=== Exercises to complete ===
1. List every motorcycle manufacturer named in the passage about automatic motorcycles.
2. Pick up the passage about automatic motorcycles at its last sentence and carry it on from there.

=== Provided passage ===
+--
The thing is that as obvious as it sounds, this is an idea that would have got you laughed out of the pub less than five years ago. Automatic transmission on a motorcycle? They'd call you a wuss. That is a fact. Gilera released a much smaller bike called the DNA, which looked like a motorcycle, but was under the skin, a real scooter. DNA sales were never headline material.

And Aprilia isn't the only one thinking on these lines either. Honda's new DN-01, which is just beginning to go on sale now, has a similar transmission arrangement. Honda is dominant motorcycle player in most markets, so if they are serious about these new-fangled automatic motorcycles, there has got to be an audience demanding them, right?

But the Honda DN-01 is also busy blurring other lines. The DN-01 is in effect three or four motorcycles rolled into one. The ergonomic format is very cruiser like – pulled back bars, upright seating and forward placed footboards.
+--
=== Data block ===

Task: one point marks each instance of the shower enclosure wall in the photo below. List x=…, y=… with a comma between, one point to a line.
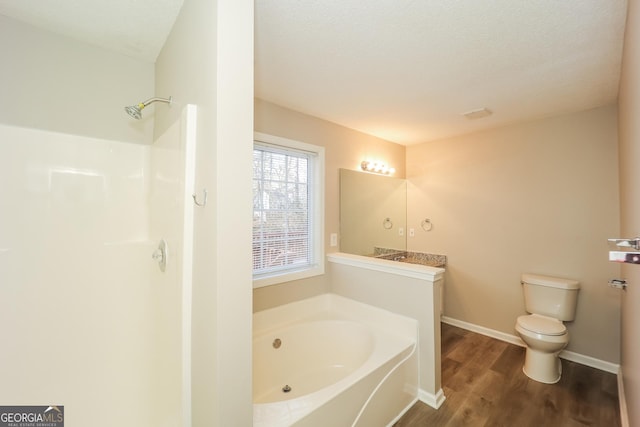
+--
=== Written answers ===
1. Gilera, Aprilia, Honda

2.
The styling is a combination of cruiser and scooter – swoopy bodywork and some chrome, but the package claims to be fairly sporty as well, rather than all-laid back. Maybe the DN is not a very attractive, er, two-wheeler, but even staunch motorcycle fans are willing to give the DN a whirl. The engine, once more, is a 700cc V-twin, which does not fit any of the pre-existing displacement categories.

About a decade ago, an American ex-racer called Dan Gurney had created the Alligator. This was a sportsbike that used the lower centre of gravity of a low-slung cruiser-like seating position for better handling. It never caught on. But with bikes like the DN-01 going into mass production, the Alligator may have a future.

Some of the displacement blurring is coming from racing, of course. MotoGP, the F1 of motorcycles, now uses 800cc machines, down from 990. It's an odd category, of course, but the bikes in 990cc form, were just too fast.

Similarly, manufacturers believe that the holy grail of sports motorcycles, 1000cc, is rapidly being considered too much. Suzuki has stuck with the 750cc sportsbike, and it would appear that in another five years' time, all the brands will re-converge there.

The only category where displacement standards are growing, actually, are cruisers, where 2000cc engines are now considered top of the line and massive 1500cc V-Twins are termed middle-weight.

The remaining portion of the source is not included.